(Point placement records)

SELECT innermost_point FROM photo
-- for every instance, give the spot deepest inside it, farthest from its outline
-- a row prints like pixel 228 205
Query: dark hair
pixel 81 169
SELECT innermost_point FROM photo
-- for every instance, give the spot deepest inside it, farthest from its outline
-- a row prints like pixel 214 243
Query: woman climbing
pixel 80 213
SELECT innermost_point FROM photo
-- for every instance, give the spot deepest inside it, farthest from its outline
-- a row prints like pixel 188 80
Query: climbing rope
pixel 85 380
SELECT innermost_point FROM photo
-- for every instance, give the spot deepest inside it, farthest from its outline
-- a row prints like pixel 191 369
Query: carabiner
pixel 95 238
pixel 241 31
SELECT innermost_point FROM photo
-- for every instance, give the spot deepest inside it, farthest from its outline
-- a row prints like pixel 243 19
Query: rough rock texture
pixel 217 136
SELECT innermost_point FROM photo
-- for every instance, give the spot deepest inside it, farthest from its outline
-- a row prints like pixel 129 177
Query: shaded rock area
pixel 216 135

= Stated problem =
Recast every line of the records above as a JSON list of strings, with one string per line and blank lines omitted.

= Response to the task =
[
  "SELECT innermost_point FROM photo",
  "-- for every instance, give the spot deepest inside it, farthest from its outline",
  "-- a row prints like pixel 228 205",
  "Query: dark hair",
  "pixel 81 169",
  "SELECT innermost_point FROM photo",
  "-- for every instance, give the spot deepest inside it, farthest from its outline",
  "-- a row prints like pixel 214 243",
  "Query: woman climbing",
  "pixel 80 213",
  "SELECT innermost_point FROM photo",
  "-- for every instance, give the spot deepest inside it, farthest from its outline",
  "-- a row prints like pixel 188 80",
  "Query: climbing rope",
  "pixel 85 380",
  "SELECT innermost_point FROM photo",
  "-- for every instance, give the spot deepest inside it, farthest from its outline",
  "-- a row prints like pixel 191 369",
  "Query: carabiner",
  "pixel 95 238",
  "pixel 241 31",
  "SELECT innermost_point FROM photo",
  "-- for every instance, give the spot deepest inside it, farthest from its outline",
  "-- a row prints like pixel 243 19",
  "Query: rough rock texture",
  "pixel 217 136",
  "SELECT innermost_point FROM photo",
  "-- for every instance, give the spot deepest inside it, farthest from its outline",
  "-- a row prints like pixel 129 177",
  "Query: shaded rock area",
  "pixel 216 135"
]